Are you sure you’re not just looking for a fun outlet?

Are you willing to sacrifice free time on your travels to answer emails, write articles, edit photos, etc?

Do you really want to be a public person?


How Long Does it Take to Start Making Money Travel Blogging?

There’s no single rule or answer to this question.

You don’t need millions of page views per month to make money blogging. I personally know a few travel bloggers who make a decent amount of money with not the highest traffic or numbers of social media followers. It all depends on how do you want to make your money and what do you focus on.

One thing you should understand is that traveling full-time as a blogger isn’t going to make you rich quickly and quite often you’ll have to stop traveling in order to work. Ironically, in order to transform your blog into decent money making business, you need to stop moving all the time.

Most bloggers who run a successful website create temporary bases as digital nomads instead of traveling non-stop. A few months here, a few months there. There’s no other way to make money blogging – and I’m talking good money here. Recent popular cheap places to live for digital nomads are Chiang Mai or Bangkok in Thailand, Canggu in Bali, Playa del Carmen in Mexico.

Problem description:
Carry on the travel blogging piece from its last sentence, keeping its voice and subject. You won't need the material that follows this text.

Information shown:

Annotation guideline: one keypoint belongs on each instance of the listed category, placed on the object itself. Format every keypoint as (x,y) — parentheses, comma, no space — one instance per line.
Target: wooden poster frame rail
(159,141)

Task output:
Blogging Courses for New Bloggers

There are some courses that could explain everything more in-depth than I can in a single post. Unfortunately, there are way too many courses out there that simply can’t teach you much. Why? The author doesn’t know what he/she is talking about. Always check who’s written the course and investigate before you pay for a product.

After a recent scandal with a girl offering a travel blogging course without actually being a travel blogger and not providing much, people need to be more careful. Always Google their profiles to see if the course is worth your money, as there are way too many scams out there.

My personal tip: if their articles don’t come up in Google or there’s not much press coverage about their persona, do not bother with such ‘course’.

For instance, why would you trust someone with SEO if their own blog doesn’t even show up in Google if you search for their name? Would you trust someone with branding on Twitter when they follow as many people as they’re followed by? Or an Instagrammer who kept using follow/unfollow or loop giveaways methods to grow their account? You should not.

My Travel Blogging Courses Recommendations:

  • Superstar Blogging – Why? It’s founded by Nomadic Matt – whether you like it or not, is the author of the most popular travel blog on the planet. He focuses on turning a blog into a business, optimizing SEO, and doing the more advanced pitching.
  • Making Sense of Cents – Why? Because you could definitely learn from someone who makes over $100,000 per month only from affiliates. Their Facebook group is also quite useful.
  • Smart Passive Income – Not a course, but many e-books. Why? Because you can definitely trust Pat Flynn. And his e-books are free if you subscribe to his email list.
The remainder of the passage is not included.